Object pointing dataset rows:
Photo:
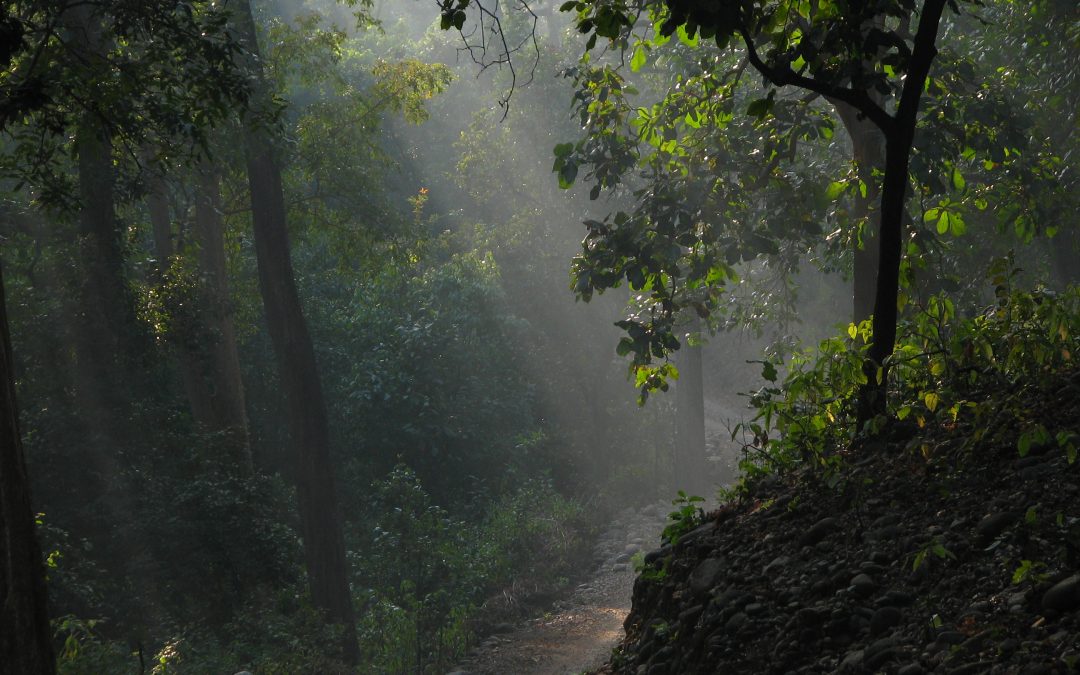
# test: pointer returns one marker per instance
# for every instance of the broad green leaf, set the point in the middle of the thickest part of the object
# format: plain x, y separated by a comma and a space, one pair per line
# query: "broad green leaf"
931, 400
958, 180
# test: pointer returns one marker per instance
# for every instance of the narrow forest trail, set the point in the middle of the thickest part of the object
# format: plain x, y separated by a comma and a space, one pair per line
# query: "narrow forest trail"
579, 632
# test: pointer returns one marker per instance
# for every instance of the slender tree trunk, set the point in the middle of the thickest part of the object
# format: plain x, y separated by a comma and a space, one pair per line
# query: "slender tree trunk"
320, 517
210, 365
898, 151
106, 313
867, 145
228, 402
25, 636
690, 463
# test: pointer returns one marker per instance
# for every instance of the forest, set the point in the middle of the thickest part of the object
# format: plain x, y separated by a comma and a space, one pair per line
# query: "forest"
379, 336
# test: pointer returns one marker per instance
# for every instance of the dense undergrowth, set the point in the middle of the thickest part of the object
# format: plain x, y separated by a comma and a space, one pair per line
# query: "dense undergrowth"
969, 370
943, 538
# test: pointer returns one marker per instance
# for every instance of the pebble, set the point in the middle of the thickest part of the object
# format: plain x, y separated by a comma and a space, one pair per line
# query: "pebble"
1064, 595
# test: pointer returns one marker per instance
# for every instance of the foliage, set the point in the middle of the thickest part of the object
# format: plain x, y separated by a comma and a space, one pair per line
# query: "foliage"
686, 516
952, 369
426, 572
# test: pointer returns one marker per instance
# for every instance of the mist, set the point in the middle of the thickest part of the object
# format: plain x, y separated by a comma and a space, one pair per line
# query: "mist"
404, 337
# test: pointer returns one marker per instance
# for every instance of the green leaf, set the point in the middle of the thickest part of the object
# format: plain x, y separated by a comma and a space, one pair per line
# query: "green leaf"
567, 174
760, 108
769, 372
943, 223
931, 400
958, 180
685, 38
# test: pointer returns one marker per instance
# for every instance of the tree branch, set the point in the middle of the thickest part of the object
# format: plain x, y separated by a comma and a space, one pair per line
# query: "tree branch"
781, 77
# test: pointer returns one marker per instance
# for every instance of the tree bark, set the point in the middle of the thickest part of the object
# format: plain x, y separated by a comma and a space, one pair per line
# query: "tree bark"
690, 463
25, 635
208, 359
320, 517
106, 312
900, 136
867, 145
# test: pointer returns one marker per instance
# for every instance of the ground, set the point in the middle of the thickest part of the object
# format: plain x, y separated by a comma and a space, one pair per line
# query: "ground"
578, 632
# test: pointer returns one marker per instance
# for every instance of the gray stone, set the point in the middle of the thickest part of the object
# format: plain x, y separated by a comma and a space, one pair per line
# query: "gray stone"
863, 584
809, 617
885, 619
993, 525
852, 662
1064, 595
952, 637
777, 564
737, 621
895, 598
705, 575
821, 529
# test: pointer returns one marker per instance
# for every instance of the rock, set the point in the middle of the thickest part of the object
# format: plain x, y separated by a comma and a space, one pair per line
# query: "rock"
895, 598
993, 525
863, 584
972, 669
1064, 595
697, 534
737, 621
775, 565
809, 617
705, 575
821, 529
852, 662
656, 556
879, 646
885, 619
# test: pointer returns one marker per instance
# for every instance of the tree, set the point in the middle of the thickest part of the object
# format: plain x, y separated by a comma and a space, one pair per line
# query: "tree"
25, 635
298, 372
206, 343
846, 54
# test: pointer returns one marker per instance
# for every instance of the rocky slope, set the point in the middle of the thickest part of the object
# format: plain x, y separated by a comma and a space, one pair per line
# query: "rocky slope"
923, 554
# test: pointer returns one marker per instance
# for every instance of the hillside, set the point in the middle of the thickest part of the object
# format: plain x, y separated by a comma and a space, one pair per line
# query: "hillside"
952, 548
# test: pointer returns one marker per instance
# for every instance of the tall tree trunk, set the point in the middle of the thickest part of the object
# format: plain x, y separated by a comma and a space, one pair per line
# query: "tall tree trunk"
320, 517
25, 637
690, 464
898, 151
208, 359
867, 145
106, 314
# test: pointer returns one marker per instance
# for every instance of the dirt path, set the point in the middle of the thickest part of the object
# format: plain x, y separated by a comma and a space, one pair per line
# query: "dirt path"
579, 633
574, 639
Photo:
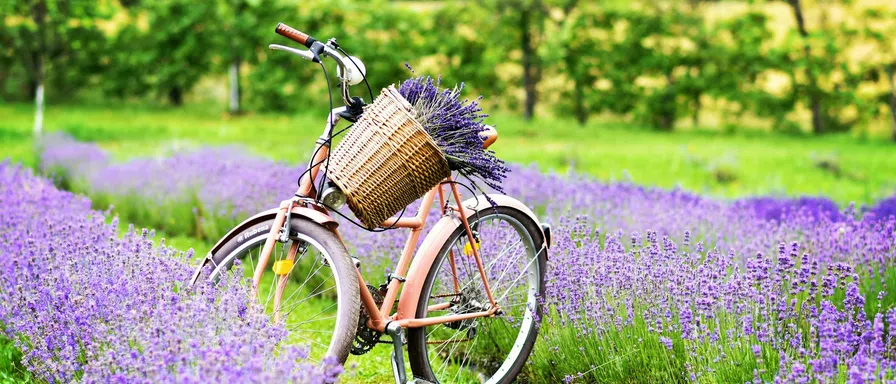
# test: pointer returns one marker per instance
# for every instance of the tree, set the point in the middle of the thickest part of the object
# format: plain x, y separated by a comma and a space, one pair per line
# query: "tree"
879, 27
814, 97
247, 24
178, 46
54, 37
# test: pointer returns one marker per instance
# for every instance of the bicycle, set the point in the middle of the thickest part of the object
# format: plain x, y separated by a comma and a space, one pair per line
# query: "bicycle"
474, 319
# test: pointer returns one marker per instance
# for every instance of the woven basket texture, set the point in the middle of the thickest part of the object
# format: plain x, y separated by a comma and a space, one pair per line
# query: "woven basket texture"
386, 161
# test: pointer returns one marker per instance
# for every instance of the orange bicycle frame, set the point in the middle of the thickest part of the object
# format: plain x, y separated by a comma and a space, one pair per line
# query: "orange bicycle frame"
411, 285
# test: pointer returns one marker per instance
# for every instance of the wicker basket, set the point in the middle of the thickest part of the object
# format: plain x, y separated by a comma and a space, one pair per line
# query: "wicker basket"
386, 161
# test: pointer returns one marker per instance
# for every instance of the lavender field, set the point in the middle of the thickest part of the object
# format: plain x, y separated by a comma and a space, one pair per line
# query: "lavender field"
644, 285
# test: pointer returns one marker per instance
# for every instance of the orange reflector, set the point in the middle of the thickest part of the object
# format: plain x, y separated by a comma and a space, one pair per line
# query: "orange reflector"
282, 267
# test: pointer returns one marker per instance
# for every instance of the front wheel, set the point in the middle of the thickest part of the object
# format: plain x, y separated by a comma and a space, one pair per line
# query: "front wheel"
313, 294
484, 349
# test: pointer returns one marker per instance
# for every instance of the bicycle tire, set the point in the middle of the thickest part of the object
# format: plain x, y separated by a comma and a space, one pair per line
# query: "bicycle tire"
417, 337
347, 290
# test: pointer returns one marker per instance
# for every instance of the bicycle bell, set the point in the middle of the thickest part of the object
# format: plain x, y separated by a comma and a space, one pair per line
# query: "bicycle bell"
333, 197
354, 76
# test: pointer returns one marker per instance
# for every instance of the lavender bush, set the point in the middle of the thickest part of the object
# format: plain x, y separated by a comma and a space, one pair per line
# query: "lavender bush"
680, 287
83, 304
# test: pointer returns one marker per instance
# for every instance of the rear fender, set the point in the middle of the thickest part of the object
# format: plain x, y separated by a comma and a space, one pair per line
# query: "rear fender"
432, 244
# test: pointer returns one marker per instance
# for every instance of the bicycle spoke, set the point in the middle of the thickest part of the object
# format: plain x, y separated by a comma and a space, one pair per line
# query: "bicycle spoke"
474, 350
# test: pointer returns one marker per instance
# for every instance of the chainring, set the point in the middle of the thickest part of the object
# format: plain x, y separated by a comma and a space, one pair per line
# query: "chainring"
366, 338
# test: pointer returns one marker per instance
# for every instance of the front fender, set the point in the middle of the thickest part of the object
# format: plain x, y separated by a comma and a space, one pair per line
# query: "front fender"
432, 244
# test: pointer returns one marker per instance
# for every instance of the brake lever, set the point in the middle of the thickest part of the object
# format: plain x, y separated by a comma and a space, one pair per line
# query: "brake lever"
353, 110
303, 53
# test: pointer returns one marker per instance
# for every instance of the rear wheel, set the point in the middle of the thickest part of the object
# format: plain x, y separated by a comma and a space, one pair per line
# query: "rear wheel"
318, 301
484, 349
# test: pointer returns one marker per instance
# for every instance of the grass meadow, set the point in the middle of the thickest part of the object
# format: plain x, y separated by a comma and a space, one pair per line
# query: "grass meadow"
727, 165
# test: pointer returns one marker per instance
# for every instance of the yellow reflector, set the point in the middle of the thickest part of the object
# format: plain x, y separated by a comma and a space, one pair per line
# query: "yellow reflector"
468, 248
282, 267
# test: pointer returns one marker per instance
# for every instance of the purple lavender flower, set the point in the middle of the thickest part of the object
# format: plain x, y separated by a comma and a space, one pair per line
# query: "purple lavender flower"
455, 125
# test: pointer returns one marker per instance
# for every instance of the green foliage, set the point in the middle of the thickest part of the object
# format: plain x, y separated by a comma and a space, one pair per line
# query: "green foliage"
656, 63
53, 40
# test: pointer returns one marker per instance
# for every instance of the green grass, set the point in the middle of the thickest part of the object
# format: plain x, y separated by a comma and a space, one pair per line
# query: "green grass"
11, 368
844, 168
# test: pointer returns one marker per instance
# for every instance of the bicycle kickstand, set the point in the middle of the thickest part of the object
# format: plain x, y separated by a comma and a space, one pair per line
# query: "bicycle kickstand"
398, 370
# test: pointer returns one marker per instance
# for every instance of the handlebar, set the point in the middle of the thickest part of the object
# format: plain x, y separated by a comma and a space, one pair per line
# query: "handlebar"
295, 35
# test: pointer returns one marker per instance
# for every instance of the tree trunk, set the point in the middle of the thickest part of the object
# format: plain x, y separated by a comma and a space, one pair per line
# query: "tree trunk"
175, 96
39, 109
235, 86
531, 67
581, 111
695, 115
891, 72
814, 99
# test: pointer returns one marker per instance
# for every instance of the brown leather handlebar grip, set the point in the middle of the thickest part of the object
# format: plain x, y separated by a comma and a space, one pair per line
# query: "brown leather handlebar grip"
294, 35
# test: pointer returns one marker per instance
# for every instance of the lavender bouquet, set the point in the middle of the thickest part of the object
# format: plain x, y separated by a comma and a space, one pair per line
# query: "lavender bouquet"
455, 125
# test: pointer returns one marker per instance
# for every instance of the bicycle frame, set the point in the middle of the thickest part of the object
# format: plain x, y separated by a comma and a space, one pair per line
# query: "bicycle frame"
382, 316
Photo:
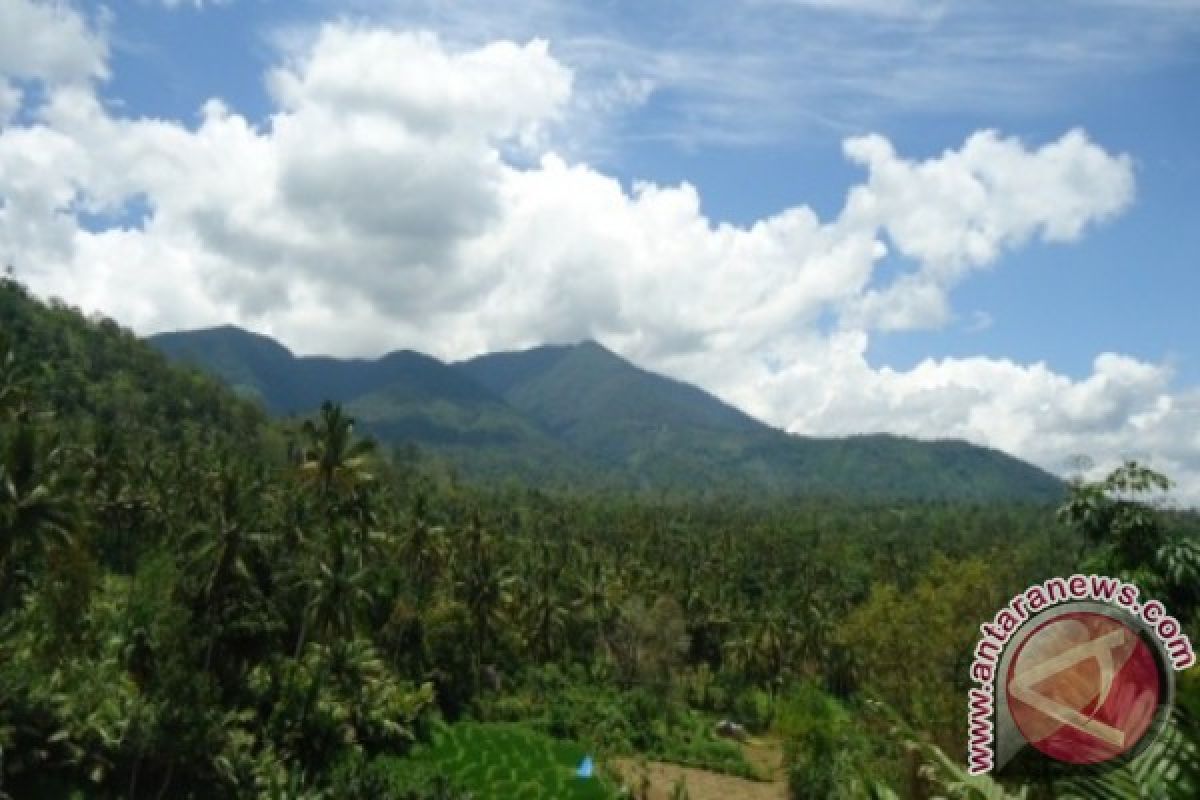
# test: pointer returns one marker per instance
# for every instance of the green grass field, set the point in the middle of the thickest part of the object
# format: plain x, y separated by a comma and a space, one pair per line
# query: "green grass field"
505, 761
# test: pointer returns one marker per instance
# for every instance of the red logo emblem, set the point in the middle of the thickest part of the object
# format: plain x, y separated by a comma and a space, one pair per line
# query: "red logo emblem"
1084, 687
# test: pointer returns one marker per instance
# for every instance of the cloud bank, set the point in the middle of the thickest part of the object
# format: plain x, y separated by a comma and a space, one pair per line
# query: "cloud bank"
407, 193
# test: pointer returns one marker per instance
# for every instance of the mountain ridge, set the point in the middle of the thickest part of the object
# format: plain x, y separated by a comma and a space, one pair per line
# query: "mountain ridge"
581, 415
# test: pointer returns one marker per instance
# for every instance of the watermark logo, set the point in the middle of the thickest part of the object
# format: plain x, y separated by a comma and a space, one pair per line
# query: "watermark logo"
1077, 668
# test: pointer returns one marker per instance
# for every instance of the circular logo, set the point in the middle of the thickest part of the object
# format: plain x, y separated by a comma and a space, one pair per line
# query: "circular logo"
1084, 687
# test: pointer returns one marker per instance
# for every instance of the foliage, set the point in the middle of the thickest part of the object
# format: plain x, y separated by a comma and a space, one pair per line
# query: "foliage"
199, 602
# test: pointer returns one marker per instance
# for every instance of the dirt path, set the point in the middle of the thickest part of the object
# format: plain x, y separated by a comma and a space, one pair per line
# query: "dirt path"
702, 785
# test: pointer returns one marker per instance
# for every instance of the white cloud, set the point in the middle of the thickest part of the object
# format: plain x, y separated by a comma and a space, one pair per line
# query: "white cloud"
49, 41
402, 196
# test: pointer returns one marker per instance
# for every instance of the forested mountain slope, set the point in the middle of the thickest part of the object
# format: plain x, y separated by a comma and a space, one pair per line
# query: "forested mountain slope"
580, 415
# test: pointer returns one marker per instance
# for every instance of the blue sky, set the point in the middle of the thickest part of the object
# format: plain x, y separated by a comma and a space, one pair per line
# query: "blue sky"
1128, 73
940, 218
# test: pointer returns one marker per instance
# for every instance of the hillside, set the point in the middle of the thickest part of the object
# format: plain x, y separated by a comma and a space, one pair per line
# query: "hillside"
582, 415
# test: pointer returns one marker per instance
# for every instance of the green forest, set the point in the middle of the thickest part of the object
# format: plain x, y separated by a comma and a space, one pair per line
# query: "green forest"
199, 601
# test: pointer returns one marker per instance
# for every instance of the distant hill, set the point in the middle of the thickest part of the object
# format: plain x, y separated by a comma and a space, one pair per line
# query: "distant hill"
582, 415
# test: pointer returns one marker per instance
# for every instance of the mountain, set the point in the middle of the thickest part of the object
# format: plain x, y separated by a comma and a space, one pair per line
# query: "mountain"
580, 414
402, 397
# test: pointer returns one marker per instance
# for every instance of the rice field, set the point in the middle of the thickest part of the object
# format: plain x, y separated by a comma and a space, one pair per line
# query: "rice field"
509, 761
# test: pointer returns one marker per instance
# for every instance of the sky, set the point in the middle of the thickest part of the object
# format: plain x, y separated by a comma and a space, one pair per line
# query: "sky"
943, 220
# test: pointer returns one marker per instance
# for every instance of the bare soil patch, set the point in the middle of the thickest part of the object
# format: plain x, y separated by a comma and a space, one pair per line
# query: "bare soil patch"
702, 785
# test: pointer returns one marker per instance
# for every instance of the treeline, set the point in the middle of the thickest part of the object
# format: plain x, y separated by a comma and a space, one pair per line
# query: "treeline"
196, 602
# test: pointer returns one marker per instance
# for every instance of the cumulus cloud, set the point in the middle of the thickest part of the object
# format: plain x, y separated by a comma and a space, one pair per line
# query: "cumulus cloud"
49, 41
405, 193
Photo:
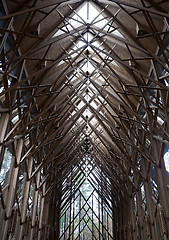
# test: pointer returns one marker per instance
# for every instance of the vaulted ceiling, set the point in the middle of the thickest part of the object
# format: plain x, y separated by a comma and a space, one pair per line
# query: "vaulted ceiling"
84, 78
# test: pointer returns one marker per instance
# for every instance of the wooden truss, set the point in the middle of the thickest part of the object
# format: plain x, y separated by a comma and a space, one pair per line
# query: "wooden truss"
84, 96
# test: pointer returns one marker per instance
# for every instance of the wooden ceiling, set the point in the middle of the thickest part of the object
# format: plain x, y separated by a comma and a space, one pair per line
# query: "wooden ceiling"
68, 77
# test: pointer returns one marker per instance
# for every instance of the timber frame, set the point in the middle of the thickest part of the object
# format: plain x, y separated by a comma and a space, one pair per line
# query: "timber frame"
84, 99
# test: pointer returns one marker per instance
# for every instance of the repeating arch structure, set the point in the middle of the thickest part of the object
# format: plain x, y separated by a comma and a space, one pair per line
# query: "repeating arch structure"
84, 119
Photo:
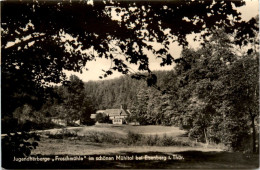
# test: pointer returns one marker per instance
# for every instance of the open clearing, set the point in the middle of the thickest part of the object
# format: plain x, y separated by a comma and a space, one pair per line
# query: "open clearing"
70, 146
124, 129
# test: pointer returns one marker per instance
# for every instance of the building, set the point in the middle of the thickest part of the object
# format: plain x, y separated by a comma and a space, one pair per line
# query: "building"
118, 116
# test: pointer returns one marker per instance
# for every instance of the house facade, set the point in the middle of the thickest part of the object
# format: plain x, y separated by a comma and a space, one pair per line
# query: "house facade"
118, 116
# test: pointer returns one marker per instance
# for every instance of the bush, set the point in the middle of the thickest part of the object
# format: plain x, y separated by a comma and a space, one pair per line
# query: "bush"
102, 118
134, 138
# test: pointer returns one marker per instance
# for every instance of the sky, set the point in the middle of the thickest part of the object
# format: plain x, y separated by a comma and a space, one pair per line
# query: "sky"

SHORT EXERCISE >> Locate each line in the rows above that contains the word "dense" and copy all of those lines.

EXERCISE ANSWER >>
# for every instance of the dense undergrowth, set the point in the middle of the thickest part of the object
# query: "dense undergrowth"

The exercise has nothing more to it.